• [EXERCISE GOAL] The data follows this line. Copy verbatim the line with "What element in the screenshot corresponds to the framed" and each line after it to the end.

(Referring expression grounding data)
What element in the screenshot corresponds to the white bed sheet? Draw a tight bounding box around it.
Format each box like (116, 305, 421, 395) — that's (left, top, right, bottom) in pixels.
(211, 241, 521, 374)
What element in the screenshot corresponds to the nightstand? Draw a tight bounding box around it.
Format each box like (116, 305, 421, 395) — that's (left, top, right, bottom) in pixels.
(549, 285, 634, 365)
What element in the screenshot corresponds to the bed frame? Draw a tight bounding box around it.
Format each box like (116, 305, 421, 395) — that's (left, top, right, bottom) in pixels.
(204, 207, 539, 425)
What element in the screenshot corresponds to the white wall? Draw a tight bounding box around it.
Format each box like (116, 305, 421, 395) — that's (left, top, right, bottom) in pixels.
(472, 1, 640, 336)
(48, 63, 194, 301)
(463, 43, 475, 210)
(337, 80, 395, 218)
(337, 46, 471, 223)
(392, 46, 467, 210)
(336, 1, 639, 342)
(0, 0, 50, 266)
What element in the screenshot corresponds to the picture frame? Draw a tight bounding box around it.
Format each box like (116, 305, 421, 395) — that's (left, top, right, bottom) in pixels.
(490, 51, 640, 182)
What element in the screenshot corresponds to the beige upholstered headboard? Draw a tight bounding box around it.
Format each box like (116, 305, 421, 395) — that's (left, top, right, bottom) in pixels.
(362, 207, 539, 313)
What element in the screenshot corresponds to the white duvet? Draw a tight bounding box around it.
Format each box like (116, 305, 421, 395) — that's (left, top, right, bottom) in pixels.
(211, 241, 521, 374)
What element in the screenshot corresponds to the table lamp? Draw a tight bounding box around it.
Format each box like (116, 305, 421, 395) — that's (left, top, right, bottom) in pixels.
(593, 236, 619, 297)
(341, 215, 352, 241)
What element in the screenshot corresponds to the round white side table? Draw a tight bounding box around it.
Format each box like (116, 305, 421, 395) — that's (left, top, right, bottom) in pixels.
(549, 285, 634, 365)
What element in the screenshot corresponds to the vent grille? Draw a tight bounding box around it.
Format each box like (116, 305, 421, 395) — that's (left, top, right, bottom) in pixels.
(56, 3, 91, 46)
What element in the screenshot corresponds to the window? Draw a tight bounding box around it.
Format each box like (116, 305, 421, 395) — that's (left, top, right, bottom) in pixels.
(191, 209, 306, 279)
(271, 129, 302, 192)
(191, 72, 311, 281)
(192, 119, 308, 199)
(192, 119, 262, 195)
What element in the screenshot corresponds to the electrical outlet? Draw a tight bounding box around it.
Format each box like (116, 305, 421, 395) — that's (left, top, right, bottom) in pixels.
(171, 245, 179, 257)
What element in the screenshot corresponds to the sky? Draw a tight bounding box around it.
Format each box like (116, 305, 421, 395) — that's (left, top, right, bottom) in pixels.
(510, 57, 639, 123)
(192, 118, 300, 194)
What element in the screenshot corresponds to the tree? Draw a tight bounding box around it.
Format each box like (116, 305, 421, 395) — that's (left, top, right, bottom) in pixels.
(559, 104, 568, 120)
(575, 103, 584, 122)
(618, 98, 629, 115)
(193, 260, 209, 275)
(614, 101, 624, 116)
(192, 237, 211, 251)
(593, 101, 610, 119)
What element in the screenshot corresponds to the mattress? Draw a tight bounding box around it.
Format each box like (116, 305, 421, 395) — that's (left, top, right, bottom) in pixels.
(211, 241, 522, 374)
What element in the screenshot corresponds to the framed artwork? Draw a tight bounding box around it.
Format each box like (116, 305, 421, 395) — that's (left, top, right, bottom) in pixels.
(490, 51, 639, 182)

• [SOLUTION FOR THIS PROBLEM]
What element in the screenshot corresponds to the framed artwork? Draw a tight bounding box around it.
Format each box like (116, 305, 421, 395) — that's (left, top, right, bottom) in pixels.
(490, 51, 639, 182)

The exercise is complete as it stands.